» To be done
Exactly and only the lines from the one with "TARGET = row of window" through the end of the listing are to be transcribed, both ends included.

» Entries from a dataset
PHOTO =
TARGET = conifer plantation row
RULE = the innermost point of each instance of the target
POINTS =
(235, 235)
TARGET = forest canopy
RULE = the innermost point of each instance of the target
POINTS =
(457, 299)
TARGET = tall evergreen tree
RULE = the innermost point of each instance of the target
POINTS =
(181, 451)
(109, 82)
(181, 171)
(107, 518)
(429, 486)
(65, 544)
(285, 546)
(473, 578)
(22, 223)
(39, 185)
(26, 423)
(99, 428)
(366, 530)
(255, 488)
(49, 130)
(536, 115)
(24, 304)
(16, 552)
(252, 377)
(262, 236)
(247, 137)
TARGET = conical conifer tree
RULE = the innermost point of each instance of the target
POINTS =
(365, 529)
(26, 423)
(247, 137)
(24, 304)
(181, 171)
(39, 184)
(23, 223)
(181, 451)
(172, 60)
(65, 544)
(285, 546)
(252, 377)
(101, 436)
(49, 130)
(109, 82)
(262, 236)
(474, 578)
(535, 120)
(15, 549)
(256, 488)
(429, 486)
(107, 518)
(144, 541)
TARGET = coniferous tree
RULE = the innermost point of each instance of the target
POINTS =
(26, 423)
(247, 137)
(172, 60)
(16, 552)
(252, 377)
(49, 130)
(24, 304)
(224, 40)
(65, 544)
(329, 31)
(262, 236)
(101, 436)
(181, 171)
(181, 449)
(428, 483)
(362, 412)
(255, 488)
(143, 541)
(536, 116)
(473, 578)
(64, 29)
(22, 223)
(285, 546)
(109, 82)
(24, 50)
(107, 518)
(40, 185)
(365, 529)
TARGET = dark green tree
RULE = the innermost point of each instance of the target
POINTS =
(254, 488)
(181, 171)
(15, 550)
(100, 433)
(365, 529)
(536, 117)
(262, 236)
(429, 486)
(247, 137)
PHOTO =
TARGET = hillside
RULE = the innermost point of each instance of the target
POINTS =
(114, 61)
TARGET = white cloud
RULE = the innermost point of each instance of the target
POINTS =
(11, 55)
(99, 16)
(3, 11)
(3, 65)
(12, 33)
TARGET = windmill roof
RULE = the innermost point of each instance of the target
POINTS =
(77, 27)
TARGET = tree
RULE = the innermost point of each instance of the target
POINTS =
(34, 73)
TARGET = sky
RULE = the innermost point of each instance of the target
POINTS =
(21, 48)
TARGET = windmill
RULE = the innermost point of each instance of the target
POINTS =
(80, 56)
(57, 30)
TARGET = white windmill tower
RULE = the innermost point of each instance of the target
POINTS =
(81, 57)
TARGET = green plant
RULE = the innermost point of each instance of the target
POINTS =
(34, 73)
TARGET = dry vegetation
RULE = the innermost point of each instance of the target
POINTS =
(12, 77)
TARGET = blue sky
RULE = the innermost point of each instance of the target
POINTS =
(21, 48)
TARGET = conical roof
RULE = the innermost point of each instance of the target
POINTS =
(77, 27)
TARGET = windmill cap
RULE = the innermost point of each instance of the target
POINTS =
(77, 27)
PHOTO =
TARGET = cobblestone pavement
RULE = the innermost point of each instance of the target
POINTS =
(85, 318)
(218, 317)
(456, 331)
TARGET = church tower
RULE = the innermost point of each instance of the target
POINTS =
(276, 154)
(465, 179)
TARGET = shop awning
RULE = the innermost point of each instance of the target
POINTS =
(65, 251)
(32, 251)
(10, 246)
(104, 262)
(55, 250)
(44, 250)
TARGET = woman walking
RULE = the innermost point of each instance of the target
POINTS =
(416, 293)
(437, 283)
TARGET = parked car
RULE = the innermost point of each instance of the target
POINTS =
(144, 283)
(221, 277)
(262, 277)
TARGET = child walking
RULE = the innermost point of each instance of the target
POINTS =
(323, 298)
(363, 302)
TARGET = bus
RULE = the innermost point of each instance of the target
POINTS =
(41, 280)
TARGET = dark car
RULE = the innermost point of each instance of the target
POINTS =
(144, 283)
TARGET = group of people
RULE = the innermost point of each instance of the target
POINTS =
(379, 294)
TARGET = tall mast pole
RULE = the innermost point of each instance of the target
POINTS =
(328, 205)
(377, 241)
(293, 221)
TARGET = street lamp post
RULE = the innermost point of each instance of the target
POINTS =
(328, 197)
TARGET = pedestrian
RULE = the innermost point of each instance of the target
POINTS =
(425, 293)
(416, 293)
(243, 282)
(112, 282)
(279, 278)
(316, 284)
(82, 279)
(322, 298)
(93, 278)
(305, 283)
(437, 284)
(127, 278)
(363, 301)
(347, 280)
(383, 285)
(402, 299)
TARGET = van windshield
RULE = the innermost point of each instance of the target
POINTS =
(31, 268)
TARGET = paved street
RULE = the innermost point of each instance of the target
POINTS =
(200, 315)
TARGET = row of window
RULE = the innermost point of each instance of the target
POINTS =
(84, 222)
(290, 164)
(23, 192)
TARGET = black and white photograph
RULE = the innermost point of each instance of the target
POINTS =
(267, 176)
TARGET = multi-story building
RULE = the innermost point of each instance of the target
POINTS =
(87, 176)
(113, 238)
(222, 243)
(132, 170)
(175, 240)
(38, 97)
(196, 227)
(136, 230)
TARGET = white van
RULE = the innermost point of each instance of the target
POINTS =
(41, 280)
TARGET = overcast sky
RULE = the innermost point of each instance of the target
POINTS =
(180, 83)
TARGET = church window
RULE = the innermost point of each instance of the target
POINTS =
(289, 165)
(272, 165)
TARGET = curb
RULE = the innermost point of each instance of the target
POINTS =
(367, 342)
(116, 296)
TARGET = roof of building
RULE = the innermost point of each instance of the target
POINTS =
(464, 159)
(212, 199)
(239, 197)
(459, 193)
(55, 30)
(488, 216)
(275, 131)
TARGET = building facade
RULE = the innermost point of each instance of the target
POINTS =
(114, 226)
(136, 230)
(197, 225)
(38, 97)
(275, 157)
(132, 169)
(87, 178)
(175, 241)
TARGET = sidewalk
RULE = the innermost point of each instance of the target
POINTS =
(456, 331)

» Final result
TARGET = row of window
RULE = the innermost point of each instance of the target
POINTS =
(84, 222)
(290, 164)
(23, 192)
TARGET = black and white photograph
RULE = the innermost point of each instance of the target
POINTS =
(267, 176)
TARGET = multi-story building
RULE = the innermost point of each instance of the target
POINTS =
(87, 176)
(113, 238)
(222, 243)
(132, 170)
(175, 240)
(38, 97)
(196, 227)
(136, 230)
TARGET = white van
RULE = the innermost point of each instance of the target
POINTS =
(41, 280)
TARGET = overcast sky
RULE = the innermost point of each instance of the target
POINTS =
(180, 83)
TARGET = church window
RULE = the innermost point of each instance of the target
POINTS =
(289, 165)
(272, 165)
TARGET = curb
RULE = the innermost point of each instance of the target
POINTS =
(367, 342)
(116, 296)
TARGET = roof of building
RULE = the innermost point of each instance of the target
POINTS =
(464, 159)
(212, 199)
(239, 197)
(459, 193)
(55, 30)
(488, 216)
(275, 131)
TARGET = building facade
RULE = the innermost point of each instance of the target
POINTS =
(114, 226)
(136, 230)
(197, 225)
(38, 97)
(275, 157)
(132, 169)
(87, 178)
(175, 241)
TARGET = sidewalk
RULE = the innermost point of each instance of the target
POINTS =
(456, 331)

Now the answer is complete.